§ Challenge
Arrange the stretch of the listing below, from the line containing "spot the corrugated metal wall." through the end of the listing, as a numbered list, leaving out any blank lines.

>> start Material for this exercise

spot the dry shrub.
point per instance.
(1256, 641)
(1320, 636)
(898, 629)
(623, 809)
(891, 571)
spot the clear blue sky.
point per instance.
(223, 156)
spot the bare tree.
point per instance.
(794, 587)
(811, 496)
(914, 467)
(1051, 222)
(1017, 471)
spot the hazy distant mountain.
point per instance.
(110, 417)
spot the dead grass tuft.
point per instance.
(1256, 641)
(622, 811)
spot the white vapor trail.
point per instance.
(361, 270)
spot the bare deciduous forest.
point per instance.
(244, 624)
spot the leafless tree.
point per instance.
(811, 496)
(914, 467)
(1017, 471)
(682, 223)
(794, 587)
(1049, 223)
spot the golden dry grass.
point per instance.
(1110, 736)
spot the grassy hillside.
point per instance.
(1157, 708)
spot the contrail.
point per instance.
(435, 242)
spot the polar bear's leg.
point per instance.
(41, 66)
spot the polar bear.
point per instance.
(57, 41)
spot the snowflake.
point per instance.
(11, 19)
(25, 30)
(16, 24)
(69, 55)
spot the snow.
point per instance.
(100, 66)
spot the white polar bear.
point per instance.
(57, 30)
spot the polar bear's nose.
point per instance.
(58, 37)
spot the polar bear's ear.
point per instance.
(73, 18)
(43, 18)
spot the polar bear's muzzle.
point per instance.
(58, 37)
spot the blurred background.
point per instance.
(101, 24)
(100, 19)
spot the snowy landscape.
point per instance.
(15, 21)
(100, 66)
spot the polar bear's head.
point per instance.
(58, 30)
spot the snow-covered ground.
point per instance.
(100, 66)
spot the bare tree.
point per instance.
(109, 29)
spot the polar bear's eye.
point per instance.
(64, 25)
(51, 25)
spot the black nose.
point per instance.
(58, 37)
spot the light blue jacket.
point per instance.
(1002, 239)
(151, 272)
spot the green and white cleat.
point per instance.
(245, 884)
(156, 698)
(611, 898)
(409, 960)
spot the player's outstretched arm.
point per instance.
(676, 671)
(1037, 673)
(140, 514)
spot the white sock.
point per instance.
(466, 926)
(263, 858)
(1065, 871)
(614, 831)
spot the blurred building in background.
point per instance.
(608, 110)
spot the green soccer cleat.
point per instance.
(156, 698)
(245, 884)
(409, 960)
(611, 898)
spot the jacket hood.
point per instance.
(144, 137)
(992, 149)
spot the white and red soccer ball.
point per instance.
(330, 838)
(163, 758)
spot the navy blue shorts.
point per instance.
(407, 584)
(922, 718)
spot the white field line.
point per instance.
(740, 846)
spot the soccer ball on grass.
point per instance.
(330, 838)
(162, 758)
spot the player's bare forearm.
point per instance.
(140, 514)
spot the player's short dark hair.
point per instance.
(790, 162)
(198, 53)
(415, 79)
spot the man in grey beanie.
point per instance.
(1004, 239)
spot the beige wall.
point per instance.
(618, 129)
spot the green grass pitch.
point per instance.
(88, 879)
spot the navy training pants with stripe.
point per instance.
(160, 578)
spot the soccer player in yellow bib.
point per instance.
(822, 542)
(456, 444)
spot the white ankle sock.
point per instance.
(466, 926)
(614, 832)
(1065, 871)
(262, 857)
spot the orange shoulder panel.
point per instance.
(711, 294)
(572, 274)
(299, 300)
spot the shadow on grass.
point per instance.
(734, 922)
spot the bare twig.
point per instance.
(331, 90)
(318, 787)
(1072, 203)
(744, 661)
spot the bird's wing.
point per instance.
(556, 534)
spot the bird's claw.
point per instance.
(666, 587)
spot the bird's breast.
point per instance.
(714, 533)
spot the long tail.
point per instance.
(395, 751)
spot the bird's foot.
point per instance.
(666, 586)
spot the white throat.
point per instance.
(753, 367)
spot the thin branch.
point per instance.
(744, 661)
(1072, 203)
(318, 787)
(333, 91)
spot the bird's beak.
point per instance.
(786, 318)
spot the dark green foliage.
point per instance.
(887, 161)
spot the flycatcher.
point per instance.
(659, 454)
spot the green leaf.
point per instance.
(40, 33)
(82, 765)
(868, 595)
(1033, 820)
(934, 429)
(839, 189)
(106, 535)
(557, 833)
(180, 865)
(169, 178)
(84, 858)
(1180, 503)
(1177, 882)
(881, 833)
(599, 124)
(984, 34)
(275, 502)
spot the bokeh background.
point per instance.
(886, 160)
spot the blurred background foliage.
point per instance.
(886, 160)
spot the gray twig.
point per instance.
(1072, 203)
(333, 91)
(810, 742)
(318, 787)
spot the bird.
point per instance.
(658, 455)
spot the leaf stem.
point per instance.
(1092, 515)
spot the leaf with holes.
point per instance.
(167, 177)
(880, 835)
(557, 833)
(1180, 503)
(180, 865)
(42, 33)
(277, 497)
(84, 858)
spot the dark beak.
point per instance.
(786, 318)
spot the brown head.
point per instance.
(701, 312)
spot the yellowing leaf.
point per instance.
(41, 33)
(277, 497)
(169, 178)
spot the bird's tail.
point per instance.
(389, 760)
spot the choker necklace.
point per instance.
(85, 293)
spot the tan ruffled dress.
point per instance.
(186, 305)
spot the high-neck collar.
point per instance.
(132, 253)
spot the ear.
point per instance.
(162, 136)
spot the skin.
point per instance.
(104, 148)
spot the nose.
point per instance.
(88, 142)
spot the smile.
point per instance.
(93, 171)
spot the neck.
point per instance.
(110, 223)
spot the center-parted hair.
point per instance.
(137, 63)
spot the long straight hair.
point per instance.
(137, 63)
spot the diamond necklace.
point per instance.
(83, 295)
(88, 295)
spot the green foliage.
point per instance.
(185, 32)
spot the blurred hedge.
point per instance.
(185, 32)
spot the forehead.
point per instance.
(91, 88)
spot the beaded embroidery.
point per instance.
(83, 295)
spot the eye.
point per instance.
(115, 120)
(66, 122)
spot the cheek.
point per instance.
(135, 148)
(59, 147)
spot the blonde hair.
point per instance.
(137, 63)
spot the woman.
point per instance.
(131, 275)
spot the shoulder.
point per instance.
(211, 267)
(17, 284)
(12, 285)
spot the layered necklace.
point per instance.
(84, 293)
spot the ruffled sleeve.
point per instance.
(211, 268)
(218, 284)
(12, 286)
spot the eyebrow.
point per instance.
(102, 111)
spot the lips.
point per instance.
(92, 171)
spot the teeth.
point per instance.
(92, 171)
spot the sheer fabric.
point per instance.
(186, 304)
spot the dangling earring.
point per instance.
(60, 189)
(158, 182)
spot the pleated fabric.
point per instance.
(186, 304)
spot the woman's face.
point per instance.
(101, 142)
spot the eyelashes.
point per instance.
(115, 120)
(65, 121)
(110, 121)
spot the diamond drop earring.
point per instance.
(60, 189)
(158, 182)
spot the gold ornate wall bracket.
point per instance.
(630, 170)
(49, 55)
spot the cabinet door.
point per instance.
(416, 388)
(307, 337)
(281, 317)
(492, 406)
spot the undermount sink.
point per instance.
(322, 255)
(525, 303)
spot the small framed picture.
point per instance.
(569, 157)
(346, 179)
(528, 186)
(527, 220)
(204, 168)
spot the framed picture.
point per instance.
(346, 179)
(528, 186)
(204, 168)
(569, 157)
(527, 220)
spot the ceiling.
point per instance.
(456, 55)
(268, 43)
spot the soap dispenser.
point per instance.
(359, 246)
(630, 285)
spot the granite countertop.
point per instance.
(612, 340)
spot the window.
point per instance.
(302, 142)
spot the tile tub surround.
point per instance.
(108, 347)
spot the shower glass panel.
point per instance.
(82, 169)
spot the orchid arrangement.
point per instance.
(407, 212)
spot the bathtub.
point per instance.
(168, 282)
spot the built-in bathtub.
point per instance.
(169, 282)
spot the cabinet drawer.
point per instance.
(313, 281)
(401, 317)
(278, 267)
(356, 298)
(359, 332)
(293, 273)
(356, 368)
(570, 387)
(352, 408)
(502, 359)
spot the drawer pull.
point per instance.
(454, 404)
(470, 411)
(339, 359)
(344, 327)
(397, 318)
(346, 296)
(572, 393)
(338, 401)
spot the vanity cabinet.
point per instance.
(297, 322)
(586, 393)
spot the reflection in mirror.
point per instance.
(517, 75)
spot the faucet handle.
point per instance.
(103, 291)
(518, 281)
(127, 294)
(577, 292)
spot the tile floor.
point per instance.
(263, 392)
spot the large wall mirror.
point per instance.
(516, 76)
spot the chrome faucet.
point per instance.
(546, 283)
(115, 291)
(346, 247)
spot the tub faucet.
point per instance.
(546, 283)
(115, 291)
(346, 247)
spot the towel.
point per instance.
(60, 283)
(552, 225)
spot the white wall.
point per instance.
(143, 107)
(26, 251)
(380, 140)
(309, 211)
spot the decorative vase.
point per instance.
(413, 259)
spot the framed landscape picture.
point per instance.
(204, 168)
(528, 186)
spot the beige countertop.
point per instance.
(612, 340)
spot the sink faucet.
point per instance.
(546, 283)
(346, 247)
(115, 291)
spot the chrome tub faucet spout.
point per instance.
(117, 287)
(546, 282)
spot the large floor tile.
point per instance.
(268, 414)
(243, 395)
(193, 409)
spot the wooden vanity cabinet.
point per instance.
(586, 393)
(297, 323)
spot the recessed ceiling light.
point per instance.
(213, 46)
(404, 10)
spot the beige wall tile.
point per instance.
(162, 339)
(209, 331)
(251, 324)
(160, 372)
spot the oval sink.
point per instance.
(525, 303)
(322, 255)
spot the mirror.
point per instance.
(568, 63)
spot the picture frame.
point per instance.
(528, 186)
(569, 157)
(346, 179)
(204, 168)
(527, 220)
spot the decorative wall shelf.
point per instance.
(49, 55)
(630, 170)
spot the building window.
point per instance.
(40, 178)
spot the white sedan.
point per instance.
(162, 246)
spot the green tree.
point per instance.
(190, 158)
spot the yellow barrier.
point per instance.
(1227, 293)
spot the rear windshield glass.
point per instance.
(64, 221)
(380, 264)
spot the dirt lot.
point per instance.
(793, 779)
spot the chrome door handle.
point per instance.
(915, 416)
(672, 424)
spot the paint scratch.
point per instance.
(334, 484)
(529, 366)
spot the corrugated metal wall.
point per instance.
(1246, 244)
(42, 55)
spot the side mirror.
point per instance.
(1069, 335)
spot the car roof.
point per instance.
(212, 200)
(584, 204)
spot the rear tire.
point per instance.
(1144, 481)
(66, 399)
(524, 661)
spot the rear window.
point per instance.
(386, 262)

>> end Material for this exercise

§ Exercise result
1. spot the corrugated metal wall.
2. point per instance.
3. (1246, 244)
4. (42, 55)
5. spot the side mirror.
6. point per instance.
7. (1069, 335)
8. spot the car roof.
9. point per instance.
10. (212, 200)
11. (584, 204)
12. spot the rear tire.
13. point per instance.
14. (1144, 481)
15. (66, 399)
16. (524, 661)
17. spot the rear window.
18. point per instance.
19. (386, 262)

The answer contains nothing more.